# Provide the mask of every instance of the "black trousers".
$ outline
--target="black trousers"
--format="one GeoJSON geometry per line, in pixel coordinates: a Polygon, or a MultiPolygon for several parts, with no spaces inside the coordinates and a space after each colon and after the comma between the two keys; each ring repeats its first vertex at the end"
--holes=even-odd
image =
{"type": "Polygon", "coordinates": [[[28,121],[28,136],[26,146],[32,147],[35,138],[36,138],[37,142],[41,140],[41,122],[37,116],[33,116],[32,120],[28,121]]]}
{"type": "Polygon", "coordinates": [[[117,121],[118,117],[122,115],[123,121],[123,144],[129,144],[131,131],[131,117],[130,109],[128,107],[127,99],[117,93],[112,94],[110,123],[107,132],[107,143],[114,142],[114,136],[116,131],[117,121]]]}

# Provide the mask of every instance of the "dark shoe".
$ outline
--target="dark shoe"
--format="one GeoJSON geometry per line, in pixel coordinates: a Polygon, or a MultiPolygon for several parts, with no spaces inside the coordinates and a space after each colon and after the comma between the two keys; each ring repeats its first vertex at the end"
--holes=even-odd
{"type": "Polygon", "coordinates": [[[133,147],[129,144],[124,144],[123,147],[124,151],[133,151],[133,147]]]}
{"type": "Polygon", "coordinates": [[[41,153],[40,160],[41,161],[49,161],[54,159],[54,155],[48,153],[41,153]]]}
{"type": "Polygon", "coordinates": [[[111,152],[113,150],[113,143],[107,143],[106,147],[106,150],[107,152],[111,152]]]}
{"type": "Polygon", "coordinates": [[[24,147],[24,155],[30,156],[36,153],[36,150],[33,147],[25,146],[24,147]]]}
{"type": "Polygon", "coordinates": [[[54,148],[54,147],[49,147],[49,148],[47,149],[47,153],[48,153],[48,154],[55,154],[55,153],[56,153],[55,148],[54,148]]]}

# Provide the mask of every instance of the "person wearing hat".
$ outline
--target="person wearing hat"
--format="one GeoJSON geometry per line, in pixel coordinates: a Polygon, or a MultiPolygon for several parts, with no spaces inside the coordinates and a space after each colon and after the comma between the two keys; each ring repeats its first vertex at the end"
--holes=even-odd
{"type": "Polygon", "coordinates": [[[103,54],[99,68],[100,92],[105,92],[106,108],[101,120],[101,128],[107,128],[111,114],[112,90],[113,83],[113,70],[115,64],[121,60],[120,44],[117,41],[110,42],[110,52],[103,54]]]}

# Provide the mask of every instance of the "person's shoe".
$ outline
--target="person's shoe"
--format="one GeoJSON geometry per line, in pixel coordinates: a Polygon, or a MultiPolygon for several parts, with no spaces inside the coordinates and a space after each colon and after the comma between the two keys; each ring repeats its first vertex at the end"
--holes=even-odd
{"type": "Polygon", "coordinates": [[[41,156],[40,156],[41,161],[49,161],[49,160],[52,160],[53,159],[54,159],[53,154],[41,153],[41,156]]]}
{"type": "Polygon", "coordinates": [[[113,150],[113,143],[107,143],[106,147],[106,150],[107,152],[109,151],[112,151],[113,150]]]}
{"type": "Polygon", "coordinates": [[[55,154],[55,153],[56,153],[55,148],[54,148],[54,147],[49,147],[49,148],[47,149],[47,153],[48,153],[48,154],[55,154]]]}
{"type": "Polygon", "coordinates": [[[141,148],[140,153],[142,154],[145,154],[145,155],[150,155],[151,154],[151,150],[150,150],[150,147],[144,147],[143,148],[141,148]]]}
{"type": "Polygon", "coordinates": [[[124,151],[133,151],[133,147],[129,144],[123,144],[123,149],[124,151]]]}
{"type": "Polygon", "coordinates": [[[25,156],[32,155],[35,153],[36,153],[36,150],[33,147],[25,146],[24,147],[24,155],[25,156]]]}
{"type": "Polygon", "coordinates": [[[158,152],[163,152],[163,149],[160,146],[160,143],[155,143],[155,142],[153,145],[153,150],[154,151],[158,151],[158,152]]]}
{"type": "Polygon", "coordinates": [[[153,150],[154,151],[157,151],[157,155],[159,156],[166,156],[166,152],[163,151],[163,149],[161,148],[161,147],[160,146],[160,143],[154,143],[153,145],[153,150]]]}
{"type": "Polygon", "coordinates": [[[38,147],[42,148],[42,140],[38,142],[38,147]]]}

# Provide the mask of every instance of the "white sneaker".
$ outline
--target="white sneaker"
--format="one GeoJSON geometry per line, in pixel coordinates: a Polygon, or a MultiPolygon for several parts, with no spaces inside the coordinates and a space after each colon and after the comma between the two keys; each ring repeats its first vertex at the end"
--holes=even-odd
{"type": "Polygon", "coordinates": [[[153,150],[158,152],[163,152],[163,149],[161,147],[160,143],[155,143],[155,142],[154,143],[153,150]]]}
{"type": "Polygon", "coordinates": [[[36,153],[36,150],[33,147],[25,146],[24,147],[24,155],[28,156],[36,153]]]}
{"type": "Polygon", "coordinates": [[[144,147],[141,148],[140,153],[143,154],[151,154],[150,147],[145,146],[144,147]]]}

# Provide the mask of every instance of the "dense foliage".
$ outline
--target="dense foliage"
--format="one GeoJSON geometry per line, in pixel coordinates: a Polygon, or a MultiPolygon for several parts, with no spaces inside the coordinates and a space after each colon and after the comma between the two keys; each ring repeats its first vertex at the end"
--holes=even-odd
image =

§ **Written exercise**
Can you gather every line of the data above that contains the string "white", matching case exactly?

§ **Problem solution**
# Provide the mask of every instance of the "white sneaker".
--target="white sneaker"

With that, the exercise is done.